The Second Season, produced by American Fred Freiberger, was a totally different ballgame altogether, trying to appeal to more mainstream audiences, and consequently making the series duller, even ham-fisted in its attempts to add more humour and "human interest" to its stories. The marriage of of Gerry and Sylvia Anderson was rapidly breaking up at that time (as was, in fact, also Landau's and Bain's) which was eventually having some effect on how the things would turn up when Freiberger took the place of Sylvia Anderson as the series' executive producer; there was also increasing pressure to make the series more accessible to the Trans-Atlantic audiences. Under Freiberger's direction the tone of the series turned into silly "Rubber Monster of the Week" show; with some Love Boat-esque "romantic comedy" added. Some of the Second Season episodes are downright unwatchable.

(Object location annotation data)
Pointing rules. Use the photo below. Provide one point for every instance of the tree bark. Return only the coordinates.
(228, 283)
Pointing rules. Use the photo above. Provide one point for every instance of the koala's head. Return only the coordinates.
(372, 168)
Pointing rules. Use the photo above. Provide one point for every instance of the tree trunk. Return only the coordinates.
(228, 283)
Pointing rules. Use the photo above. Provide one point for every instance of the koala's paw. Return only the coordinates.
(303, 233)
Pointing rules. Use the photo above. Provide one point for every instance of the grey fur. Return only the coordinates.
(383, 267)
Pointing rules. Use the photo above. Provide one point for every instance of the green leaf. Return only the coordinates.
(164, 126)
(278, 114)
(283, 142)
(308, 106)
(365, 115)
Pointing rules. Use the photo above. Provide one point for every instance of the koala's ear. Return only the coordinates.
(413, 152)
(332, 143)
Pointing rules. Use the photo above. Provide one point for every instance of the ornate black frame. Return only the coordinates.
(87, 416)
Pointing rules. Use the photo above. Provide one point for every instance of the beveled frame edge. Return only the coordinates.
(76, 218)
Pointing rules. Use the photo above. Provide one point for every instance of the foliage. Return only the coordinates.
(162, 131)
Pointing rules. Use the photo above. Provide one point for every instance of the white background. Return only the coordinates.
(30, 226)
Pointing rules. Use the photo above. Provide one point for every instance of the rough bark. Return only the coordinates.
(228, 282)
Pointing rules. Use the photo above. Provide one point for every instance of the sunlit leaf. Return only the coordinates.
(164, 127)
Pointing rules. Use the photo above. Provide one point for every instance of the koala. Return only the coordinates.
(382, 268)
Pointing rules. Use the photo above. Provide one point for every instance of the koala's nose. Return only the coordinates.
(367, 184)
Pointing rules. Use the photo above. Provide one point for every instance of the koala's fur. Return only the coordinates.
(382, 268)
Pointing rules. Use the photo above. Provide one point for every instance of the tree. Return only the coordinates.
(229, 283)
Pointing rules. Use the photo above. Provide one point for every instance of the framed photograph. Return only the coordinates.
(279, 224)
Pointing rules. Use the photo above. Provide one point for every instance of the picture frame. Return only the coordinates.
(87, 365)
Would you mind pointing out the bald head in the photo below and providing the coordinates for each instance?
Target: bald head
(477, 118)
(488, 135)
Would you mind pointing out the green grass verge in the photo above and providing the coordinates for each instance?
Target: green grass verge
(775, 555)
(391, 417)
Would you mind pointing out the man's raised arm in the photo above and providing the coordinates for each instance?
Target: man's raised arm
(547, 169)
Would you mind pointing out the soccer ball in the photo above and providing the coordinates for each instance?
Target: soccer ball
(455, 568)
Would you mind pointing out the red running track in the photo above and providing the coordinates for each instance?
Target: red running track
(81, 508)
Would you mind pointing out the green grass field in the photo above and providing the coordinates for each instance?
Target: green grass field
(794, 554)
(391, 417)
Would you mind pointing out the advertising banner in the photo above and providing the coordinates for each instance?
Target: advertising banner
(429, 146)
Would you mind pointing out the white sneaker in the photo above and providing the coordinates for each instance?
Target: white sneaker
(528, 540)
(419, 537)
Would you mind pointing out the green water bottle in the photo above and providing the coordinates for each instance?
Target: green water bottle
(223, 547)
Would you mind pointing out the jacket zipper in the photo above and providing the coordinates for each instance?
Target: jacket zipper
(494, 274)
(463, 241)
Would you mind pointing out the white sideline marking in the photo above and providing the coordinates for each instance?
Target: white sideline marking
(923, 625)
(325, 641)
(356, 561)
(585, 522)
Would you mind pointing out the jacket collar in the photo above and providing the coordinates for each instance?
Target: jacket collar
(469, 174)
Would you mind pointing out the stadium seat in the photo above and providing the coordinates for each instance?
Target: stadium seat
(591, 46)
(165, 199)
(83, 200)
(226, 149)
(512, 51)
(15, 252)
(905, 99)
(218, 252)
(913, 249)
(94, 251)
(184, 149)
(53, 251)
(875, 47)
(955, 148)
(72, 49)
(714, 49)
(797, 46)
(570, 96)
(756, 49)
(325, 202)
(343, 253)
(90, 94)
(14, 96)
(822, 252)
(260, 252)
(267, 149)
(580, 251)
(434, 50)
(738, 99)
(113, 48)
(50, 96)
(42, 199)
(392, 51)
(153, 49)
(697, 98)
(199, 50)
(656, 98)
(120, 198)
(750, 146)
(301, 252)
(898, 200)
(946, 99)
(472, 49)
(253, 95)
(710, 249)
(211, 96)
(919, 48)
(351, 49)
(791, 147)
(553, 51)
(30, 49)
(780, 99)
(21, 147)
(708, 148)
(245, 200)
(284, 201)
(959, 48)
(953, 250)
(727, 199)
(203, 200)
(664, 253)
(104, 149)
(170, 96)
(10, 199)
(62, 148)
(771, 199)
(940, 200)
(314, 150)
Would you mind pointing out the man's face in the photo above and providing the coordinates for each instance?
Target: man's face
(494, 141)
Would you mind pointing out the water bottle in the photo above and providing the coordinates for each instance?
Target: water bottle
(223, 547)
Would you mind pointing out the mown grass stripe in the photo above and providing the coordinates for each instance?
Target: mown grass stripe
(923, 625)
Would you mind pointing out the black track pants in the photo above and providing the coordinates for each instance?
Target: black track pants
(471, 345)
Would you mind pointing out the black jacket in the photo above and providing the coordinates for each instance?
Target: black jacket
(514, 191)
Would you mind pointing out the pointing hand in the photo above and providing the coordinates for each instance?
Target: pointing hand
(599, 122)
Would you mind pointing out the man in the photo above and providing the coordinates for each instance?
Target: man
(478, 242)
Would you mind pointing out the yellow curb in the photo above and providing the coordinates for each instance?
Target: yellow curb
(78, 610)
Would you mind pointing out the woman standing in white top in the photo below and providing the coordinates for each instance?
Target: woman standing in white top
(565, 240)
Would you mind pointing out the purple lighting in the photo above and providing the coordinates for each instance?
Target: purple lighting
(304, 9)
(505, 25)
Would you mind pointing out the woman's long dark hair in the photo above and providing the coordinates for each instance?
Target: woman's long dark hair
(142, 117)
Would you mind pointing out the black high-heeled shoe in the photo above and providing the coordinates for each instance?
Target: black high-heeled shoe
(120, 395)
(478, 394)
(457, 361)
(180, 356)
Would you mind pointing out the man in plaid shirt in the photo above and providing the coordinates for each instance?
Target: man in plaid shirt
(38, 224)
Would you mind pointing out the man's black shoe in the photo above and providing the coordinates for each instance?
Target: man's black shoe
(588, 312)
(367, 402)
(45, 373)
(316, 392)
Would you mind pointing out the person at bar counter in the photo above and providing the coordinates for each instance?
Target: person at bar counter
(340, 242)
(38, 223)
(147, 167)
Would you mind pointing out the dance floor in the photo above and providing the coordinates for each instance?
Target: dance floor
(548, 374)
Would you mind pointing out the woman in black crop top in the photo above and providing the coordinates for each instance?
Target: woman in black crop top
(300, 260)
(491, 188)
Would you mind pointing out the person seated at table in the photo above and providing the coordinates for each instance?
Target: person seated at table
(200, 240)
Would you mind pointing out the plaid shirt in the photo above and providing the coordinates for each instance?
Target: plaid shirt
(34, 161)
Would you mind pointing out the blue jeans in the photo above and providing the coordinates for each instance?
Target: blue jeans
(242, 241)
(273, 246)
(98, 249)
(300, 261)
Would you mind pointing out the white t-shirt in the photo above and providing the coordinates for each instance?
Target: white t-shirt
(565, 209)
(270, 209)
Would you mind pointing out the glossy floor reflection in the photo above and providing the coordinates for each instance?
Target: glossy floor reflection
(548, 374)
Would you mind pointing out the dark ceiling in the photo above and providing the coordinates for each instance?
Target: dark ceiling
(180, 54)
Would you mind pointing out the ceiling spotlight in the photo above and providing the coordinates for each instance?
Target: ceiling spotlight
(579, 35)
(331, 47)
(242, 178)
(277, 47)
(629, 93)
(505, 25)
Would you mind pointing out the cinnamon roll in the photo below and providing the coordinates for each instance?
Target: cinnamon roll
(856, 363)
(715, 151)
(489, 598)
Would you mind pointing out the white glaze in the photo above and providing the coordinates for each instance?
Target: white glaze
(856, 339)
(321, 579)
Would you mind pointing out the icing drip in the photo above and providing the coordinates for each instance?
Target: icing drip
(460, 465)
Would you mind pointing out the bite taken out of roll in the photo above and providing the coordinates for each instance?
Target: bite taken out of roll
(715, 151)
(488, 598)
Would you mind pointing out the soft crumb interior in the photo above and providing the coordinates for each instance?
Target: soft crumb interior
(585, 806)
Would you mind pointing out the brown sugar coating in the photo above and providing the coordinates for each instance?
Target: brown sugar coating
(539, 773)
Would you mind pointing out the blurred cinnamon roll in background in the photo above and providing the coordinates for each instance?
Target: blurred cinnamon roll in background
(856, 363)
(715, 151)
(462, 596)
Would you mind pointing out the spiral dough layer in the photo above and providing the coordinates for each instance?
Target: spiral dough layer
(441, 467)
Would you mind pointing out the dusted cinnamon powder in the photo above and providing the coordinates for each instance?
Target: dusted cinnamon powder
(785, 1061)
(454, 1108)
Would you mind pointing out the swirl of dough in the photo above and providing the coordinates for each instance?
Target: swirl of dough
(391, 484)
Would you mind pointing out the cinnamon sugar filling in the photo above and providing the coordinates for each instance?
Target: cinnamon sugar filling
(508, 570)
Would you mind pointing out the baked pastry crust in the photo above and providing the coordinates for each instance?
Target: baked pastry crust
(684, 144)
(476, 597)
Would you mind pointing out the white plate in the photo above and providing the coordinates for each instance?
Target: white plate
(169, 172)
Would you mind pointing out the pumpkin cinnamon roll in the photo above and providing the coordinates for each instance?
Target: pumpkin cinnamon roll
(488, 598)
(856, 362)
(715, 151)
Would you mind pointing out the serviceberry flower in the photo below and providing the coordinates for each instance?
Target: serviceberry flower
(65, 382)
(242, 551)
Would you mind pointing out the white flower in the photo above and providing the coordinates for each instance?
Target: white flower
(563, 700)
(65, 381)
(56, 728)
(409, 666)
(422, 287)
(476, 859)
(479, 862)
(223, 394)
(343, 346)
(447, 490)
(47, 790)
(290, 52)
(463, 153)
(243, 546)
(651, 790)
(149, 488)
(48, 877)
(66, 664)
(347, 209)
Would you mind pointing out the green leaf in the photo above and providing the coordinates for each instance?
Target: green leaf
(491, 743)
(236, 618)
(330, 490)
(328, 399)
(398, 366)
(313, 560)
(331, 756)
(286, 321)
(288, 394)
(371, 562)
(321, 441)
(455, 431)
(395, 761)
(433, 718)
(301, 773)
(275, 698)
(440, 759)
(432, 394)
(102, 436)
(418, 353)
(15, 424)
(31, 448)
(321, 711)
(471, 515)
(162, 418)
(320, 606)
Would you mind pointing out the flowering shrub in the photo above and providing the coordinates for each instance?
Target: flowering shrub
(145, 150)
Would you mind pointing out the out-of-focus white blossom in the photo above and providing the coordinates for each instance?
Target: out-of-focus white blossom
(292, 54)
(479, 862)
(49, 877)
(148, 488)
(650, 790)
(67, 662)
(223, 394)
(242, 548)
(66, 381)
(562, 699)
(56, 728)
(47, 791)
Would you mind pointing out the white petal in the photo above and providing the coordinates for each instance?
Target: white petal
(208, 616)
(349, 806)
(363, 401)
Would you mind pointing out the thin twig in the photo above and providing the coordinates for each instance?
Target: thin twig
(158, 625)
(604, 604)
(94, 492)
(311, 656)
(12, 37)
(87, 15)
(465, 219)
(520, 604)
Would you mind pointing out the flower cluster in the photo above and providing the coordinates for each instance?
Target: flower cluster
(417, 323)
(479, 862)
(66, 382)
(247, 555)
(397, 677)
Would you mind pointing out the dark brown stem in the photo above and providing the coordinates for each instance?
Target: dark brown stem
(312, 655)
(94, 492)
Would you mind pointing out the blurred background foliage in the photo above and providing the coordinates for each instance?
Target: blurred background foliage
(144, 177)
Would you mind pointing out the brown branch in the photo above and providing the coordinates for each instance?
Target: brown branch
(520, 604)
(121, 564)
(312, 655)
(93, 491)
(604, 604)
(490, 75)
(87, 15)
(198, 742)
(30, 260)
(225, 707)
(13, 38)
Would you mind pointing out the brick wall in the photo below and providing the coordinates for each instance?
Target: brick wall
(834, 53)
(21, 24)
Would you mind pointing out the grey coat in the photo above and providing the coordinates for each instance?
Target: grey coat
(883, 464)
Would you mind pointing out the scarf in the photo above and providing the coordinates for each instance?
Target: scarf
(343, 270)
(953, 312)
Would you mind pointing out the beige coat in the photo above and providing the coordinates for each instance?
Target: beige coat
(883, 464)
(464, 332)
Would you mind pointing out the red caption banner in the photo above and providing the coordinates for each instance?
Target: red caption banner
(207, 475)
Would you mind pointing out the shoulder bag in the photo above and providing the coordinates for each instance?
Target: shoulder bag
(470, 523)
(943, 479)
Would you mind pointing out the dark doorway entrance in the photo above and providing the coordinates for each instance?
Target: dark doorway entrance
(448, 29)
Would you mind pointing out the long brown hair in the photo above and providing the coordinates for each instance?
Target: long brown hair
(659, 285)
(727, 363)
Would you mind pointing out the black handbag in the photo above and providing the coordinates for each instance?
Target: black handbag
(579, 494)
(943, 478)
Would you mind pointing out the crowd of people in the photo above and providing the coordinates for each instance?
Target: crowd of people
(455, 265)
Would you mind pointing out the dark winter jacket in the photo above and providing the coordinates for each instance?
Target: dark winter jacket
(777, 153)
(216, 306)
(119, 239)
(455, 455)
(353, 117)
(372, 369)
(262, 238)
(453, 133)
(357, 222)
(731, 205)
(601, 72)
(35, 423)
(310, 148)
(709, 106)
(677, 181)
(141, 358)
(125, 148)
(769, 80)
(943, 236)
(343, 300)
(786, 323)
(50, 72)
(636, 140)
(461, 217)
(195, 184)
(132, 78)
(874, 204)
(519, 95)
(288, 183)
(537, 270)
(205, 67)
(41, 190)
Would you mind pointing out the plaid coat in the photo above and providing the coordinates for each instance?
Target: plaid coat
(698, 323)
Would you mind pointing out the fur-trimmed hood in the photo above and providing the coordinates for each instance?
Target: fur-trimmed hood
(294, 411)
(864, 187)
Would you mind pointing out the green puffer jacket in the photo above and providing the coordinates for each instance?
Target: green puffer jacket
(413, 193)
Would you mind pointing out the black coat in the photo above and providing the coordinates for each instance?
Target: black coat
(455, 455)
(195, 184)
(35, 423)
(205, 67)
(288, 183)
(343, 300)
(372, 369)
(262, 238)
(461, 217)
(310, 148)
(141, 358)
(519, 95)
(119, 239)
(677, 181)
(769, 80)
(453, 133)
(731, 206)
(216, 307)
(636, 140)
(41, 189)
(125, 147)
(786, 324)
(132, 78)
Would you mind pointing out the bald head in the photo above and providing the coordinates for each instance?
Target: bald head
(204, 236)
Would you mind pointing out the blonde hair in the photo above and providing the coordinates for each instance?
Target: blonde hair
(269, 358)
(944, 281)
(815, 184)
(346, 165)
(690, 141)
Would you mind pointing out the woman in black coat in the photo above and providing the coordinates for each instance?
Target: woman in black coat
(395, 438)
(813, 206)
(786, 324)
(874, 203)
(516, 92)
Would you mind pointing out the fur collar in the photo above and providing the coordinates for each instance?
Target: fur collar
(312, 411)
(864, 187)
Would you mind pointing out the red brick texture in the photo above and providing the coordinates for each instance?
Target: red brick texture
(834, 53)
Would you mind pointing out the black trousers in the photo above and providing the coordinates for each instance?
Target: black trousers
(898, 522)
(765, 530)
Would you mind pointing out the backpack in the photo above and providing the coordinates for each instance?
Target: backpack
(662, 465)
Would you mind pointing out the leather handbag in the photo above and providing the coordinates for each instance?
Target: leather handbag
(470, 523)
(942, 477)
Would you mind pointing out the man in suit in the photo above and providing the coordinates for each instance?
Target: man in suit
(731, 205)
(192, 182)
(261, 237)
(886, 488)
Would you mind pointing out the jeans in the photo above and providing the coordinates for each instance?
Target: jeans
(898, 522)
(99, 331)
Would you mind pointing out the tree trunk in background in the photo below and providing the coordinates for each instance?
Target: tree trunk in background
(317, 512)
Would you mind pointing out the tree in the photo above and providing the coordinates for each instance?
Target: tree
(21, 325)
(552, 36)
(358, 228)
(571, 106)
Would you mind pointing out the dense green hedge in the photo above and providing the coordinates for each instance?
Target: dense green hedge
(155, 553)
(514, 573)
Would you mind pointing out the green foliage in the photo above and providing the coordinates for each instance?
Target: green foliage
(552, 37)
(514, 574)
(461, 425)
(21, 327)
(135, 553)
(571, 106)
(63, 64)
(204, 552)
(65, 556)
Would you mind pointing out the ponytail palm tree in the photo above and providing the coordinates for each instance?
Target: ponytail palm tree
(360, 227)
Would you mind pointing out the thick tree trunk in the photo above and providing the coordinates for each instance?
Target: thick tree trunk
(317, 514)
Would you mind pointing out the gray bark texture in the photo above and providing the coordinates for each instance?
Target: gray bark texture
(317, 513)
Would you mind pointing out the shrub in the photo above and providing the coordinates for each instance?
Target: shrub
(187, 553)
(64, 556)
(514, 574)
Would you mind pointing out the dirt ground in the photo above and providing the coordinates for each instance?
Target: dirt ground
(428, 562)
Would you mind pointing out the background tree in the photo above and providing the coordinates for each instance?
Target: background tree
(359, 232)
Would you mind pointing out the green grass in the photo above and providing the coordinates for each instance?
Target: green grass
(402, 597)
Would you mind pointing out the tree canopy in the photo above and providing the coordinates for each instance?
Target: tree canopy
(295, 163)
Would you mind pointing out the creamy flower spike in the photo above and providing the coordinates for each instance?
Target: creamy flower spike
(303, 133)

__GIVEN PROBLEM__
Pick up the commentary on the show's Second Season after its last sentence and continue it with one more paragraph. None of these rows matter for the task.

__ANSWER TO THIS PROBLEM__
It should be fair to say, though, that the second series did have some redeeming qualities, such as Derek Wadsworth's jazzy soundtrack music, and above all, the Psychon science officer Maya, played by lovely Catherine Schell (on the right); she had ready appeared in the "Guardian of Piri" episode of the First Season, as the Guardian's Servant. S99 wasn't her first trip to the Moon, though: she had already starred in 1969's "space western" Moon Zero Two by Roy Ward Baker, another film made in the aftermath of 2001. Schell replaced Barry Morse (who Fred Freiberger thought was too old - just tell that to the fans of Jean-Luc Picard)... Also the Quatermass director Val Guest would take care of some of the Second Season episodes. Nevertheless, Space: 1999 folded after its Second Season, to live only in the re-runs and the minds of fans.